* What to work on *
Search the lines of the records for the word "tree", and copy every line that has it.

== Data listing

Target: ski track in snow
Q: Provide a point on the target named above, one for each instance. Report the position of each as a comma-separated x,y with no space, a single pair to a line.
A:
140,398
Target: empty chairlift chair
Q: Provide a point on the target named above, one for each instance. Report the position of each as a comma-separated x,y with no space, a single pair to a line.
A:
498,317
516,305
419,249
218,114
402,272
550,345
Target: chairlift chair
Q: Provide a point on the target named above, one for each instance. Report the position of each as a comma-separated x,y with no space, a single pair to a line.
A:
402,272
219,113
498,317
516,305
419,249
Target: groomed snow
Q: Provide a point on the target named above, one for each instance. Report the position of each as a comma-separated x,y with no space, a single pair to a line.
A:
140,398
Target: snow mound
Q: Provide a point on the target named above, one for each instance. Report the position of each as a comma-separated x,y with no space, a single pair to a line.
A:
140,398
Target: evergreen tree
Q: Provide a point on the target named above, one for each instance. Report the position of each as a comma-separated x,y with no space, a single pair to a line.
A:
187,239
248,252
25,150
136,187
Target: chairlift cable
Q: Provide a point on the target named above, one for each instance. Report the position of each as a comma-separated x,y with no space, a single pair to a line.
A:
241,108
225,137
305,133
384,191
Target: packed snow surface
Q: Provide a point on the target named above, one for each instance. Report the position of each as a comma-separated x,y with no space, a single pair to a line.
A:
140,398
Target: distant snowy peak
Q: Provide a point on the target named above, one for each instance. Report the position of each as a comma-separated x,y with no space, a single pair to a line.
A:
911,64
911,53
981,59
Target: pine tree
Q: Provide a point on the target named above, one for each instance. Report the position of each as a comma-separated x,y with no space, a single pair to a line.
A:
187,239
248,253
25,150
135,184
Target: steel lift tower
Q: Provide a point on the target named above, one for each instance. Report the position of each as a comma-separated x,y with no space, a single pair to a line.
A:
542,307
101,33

====
== Data listing

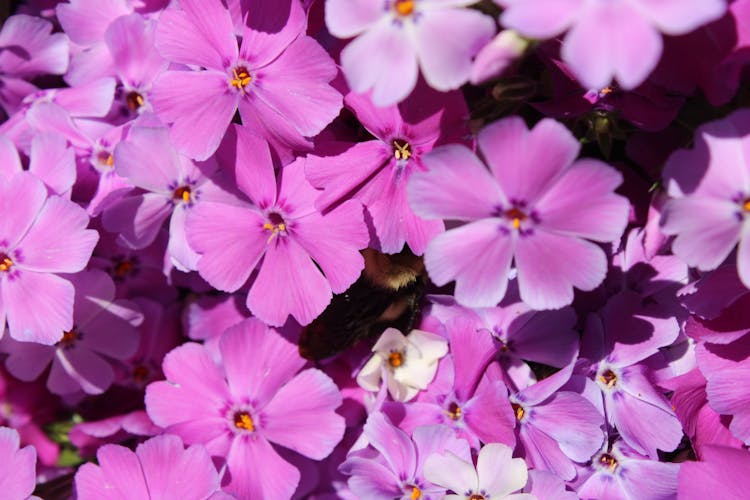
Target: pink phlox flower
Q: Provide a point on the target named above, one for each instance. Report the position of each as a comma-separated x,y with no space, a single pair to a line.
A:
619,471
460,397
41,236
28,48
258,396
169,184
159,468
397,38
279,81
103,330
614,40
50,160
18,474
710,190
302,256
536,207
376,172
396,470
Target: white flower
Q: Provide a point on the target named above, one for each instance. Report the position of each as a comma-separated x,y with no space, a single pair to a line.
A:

====

* Result of this task *
Target: evergreen tree
Target: pine tree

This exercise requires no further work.